U.S. Water News Online
ULYSSES, Kan. -- City officials faced with fixing a leaky
wastewater lagoon are considering restoring a dried up lake in
Frazier Park to handle water treatment.
Treated water in this southwest Kansas town currently is used for
irrigation or put in lagoons north of town, where the water usually
evaporates. The Kansas Department of Health and Environment, however,
has told the city to do something about a leaky lagoon.
As a result, city officials are considering creating a 15-acre
fishing pond with the water. The city doesn't have a lake, and
proponents say the proposed one might draw people from around the
region to Frazier Park.
"We feel it has potential to be something very good for the
community, something that could create recreational opportunities,"
Mayor Ed Wiltse said.
The KDHE has approved a plan to reinforce the liner in the city's
lagoons, but city leaders are awaiting a response to the lake
proposal, which was submitted in August. Both proposals are expected
to cost between $500,000 and $600,000.

======

--- WRITTEN PROBLEM 1 ---
Reproduce the listing from its first line up to and including the line with "xmin=227 ymin=42 xmax=300 ymax=230", and leave the pictures out.

--- TASK MATERIAL ---
======

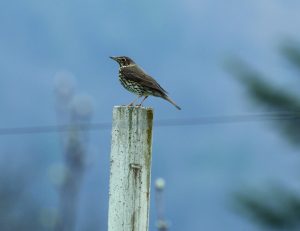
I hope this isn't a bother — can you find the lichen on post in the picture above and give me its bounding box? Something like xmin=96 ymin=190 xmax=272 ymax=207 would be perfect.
xmin=108 ymin=106 xmax=153 ymax=231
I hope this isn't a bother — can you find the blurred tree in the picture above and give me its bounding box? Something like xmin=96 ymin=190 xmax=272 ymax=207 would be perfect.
xmin=53 ymin=72 xmax=93 ymax=231
xmin=227 ymin=42 xmax=300 ymax=230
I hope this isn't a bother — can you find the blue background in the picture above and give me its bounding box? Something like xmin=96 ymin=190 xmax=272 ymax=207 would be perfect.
xmin=0 ymin=0 xmax=300 ymax=231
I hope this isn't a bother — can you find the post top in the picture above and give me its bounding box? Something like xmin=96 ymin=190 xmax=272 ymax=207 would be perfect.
xmin=114 ymin=105 xmax=153 ymax=111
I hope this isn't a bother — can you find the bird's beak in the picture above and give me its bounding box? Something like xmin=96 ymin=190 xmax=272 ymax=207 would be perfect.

======

--- WRITTEN PROBLEM 2 ---
Continue the news article about the Ulysses wastewater lagoon and the proposed lake from the point where it stops.

--- ANSWER 1 ---
I hope this isn't a bother — can you find the lichen on post in the picture above and give me its bounding box? Something like xmin=96 ymin=190 xmax=272 ymax=207 would be perfect.
xmin=108 ymin=106 xmax=153 ymax=231
I hope this isn't a bother — can you find the blurred tree in the picture above and give me its bounding box? Something like xmin=96 ymin=190 xmax=272 ymax=207 would be perfect.
xmin=53 ymin=72 xmax=93 ymax=231
xmin=227 ymin=42 xmax=300 ymax=230

--- ANSWER 2 ---
Ulysses Park Superintendent Jeff Kreie said the lake in Frazier
Park disappeared about 20 years ago, because of the accumulation of
silt, dry weather and the closure of the old wastewater treatment
plant. Treated water from that plant had been put in the lake until
it was replaced in 1983.
Sunflowers and weeds, some up to 6-feet high, currently inhabit
the lake bed.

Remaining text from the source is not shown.